* [ВЫБРАННЫЙ ТЕКСТ]
================================
Журнальный зал

Русский
толстый журнал как эстетический феномен

Опубликовано в журнале: Новый Мир 2003, 9

ТЕАТРАЛЬНЫЙ ДНЕВНИК ГРИГОРИЯ ЗАСЛАВСКОГО

СОВЕТСКОЕ, НАСТОЯЩЕЕ

Деление искусства на советское и антисоветское сегодня, конечно, уже не актуально. Но для тех, кто родился и вырос при советской власти, эта оппозиция была не только идеологической, но и эстетической. Речь ведь шла не только о содержательных “моментах”, но и о самой форме тех или иных сочинений. И те, кто получал право запрещать спектакли, романы или фильмы, и те, кто имел счастливую возможность прочесть или увидеть это запрещенное, “антисоветское” искусство, прекрасно понимали, чтбо вызывает возражение или не устраивает, чутко улавливали политические и художественные проявления разрешенного и запретного.

Но вот, кажется, и это противостояние уходит в историю. Новые спектакли пытаются анализировать советское прошлое вне этих, потерявших актуальность, категорий. Обращаясь к пьесам советского времени или — что, понятно, не всегда одно и то же — пьесам о советском времени, постановщики не пытаются ставить оценки нашему прошлому. Не берутся разоблачать или выставлять минус событиям и обстоятельствам, которые еще недавно по тем или иным причинам оценивались только с плюсом как несомненные завоевания социализма.

Характерными в этом отношении мне показались два спектакля, вышедшие в нынешнем году, — “Таня” Алексея Арбузова в Российском молодежном театре и “Московский хор” Людмилы Петрушевской в Малом драматическом театре — Театре Европы. Последний спектакль в июне был отмечен Государственной премией в области литературы и искусства; лауреатом стала и драматург Людмила Петрушевская, написавшая эту пьесу более десяти лет тому назад.

В адрес премьеры “Тани” в Российском академическом молодежном театре сразу же посыпались упреки. Режиссера Александра Пономарева упрекают в том, что он изменил прежде облюбованным авторам-обэриутам, что иронизирует там, где ирония неуместна, что любуется той жизнью, которая достойна только осуждения. Той жизнью, от которой теперь следует отказываться, как раньше, в той самой жизни, заставляли отказываться и отказывались от своих родителей. Будто бы при Сталине были только лагеря и потому на страшные 30-е можно смотреть только сквозь решетку тюремной камеры или колючую лагерную проволоку.

Лагеря, конечно, “из песни не выкинешь”. Они были.

Но и Таня, такая, какой описал ее Арбузов, — захваченная наивной, детской еще, чистой любовью, брошенная, а вернее, сама бросившая изменившего ей мужа, потерявшая ребенка, уехавшая строить далекий Стальград (вероятно, речь — про Комсомольск-на-Амуре), там встретившая разлучницу и спасшая от смерти ее сына, — такая Таня тоже была. И жизнь — была (и каждое шепотом произнесенное ею слово кричит, как когда-то в своих стихах — Марина Цветаева: “Я тоже была, прохожий! Прохожий, остановись!”). Жили не только на чемоданах, наспех собранных для “дальней дороги” и казенного дома, не страхом единым. Очевидцы говорят: и любили, и пели, и пили, и веселились так, как теперь не веселятся. И — вопреки всему — чувствовали себя свободными.
================================
* [Сохранённые записи]

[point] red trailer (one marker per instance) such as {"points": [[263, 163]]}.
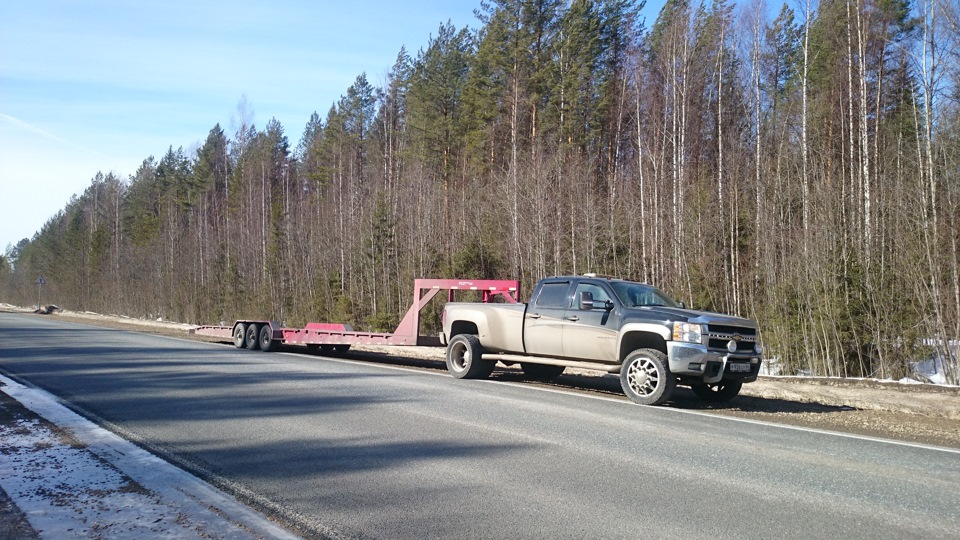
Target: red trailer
{"points": [[269, 335]]}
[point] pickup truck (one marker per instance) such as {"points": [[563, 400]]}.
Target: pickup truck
{"points": [[610, 325]]}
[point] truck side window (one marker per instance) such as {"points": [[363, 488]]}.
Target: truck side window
{"points": [[599, 295], [553, 295]]}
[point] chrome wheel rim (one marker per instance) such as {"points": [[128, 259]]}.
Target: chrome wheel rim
{"points": [[643, 377]]}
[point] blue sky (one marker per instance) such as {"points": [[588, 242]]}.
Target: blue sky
{"points": [[100, 85]]}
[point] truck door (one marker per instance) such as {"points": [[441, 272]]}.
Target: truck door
{"points": [[543, 322], [591, 334]]}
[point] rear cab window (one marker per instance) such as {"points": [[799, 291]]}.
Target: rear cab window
{"points": [[553, 295]]}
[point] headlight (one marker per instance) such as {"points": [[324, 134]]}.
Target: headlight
{"points": [[687, 332]]}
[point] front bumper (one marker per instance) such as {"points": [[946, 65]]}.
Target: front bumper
{"points": [[710, 366]]}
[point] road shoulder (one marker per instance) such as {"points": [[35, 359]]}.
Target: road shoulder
{"points": [[68, 477]]}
================================
* [ЗАДАНИЕ 1] Перепишите отрывок статьи, начав со слов «Журнальный зал» и закончив словами «разрешенного и запретного.». В этом отрывке замените «романы» на «книги».
* [ЗАДАНИЕ 2] Какой наградой, согласно статье, был отмечен спектакль «Московский хор» в июне?

* [РЕШЕНИЕ ЗАДАНИЯ 1]
Журнальный зал

Русский
толстый журнал как эстетический феномен

Опубликовано в журнале: Новый Мир 2003, 9

ТЕАТРАЛЬНЫЙ ДНЕВНИК ГРИГОРИЯ ЗАСЛАВСКОГО

СОВЕТСКОЕ, НАСТОЯЩЕЕ

Деление искусства на советское и антисоветское сегодня, конечно, уже не актуально. Но для тех, кто родился и вырос при советской власти, эта оппозиция была не только идеологической, но и эстетической. Речь ведь шла не только о содержательных “моментах”, но и о самой форме тех или иных сочинений. И те, кто получал право запрещать спектакли, книги или фильмы, и те, кто имел счастливую возможность прочесть или увидеть это запрещенное, “антисоветское” искусство, прекрасно понимали, чтбо вызывает возражение или не устраивает, чутко улавливали политические и художественные проявления разрешенного и запретного.

* [РЕШЕНИЕ ЗАДАНИЯ 2] Государственной премией в области литературы и искусства.